--- Start of SOURCE EXTRACT ---

On the whole, we trust it will be found, that the work has been improved throughout, either by the correction of mistakes, or by the addition of new and useful matter. Still, however, we are well aware that it is in various respects defective; but we are not without hopes that those who look into it will be indulgent enough to believe that this has been owing as much to the extreme difficulty, or rather, perhaps, the impossibility, of obtaining accurate information respecting some of the subjects treated of, as to the want of care and attention on our part. Even as regards many important topics connected with the commerce and manufactures of Great Britain, we have had to regret the want of authentic details, and been obliged to grope our way in the dark. Nothing, indeed, can exceed the accuracy and luminous arrangement of the customs accounts furnished by the Inspector General of Imports and Exports. But, owing to the want of any details as to the cross-channel trade between Great Britain and Ireland, the value of these accounts is much diminished. The condition and habits of the people of Ireland and of Great Britain are so very different, that conclusions deduced from considering the trade or consumption of the United Kingdom en masse, are generally of very little value; and may, indeed, unless carefully sifted, be the most fallacious imaginable; while, owing to the want of any account of the trade between the two great divisions of the empire, it is not possible accurately to estimate the consumption of either, or to obtain any sure means of judging of their respective progress in wealth and industry. As respects manufactures, there is a still greater deficiency of trustworthy, comprehensive details. We submitted the articles relating to them in this work, to the highest practical authorities; so that we incline to think they are about as accurate as they can well be rendered in the absence of official returns. It is far, however, from creditable to the country, that we should be obliged, in matters of such importance, to resort to private and irresponsible individuals for the means of coming at the truth. Statistical science in Great Britain is, indeed, at a very low ebb: and we are not of the number of those who suppose that it will ever be materially improved, unless government become more sensible, than it has hitherto shown itself to be, of its importance, and set machinery in motion, adequate to procure correct and comprehensive returns.

--- End of SOURCE EXTRACT ---

*WHAT TO WORK ON*:
1. From the preface on British trade statistics, list each distinct place name it mentions.
2. Pick up the preface on British trade statistics right after its final sentence and carry on in the same voice.

--- Start of DATASET EXTRACT ---

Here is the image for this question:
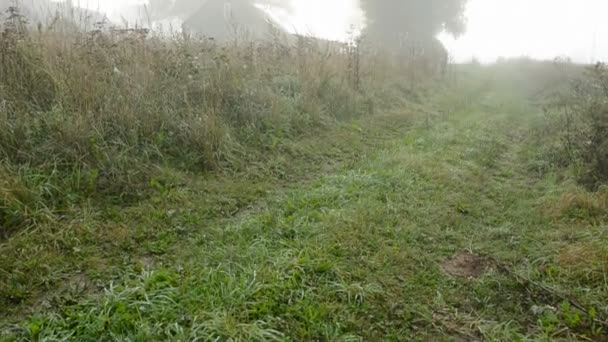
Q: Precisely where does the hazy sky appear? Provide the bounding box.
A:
[59,0,608,62]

--- End of DATASET EXTRACT ---

*REPLIES*:
1. Great Britain, Ireland, United Kingdom

2.
The statistical Tables published by the Board of Trade embrace the substance of hundreds of accounts, scattered over a vast mass of Parliamentary papers. They seem to be compiled with great care and judgment, and are a very valuable acquisition. We have frequently been largely indebted to them. But their arrangement, and their constantly increasing number and bulk, make them quite unfit for being readily or advantageously consulted by practical men. Most part of the returns relating to the principal articles given in this work, go back to a much more distant period than those published by the Board of Trade.

We have seen no reason to modify or alter any PRINCIPLE OF COMMERCIAL POLICY advanced in our former edition. In some instances, we have varied the exposition a little, but that is all. In every case, however, we have separated the practical, legal, and historical statements from those of a speculative nature; so that those most disposed to dissent from our theoretical notions will, we hope, be ready to admit that they have not been allowed to detract from the practical utility of the work.

The important service done to us, or rather to the public, by Mr. Poulett Thomson, in the obtaining of the Consular Returns, is a part only of what we owe to that gentleman. We never applied to him for any sort of information which it was in his power to supply, that he did not forthwith place at our free disposal. That system of commercial policy, of which the Right Honourable gentleman is the enlightened and eloquent defender, has nothing to fear from publicity. On the contrary, the better informed the public become, the more fully the real facts and circumstances relating to it are brought before them, the more will they be satisfied of the soundness of the measures advocated by Mr. Thomson, and of their being eminently well fitted to promote and consolidate the commercial greatness and prosperity of the empire.

It is proper, also, to state, that besides the Board of Trade, all the other departments of government to which we had occasion to apply, discovered every anxiety to be of use to us. We have been particularly indebted to Mr. Spring Rice; Sir Henry Parnell; Mr. Wood, Chairman of the Board of Stamps and Taxes; Mr. Villiers, Ambassador at Madrid: and Mr. Mayer, of the Colonial Office.

ADVERTISEMENT

TO THE

LAST ENGLISH EDITION.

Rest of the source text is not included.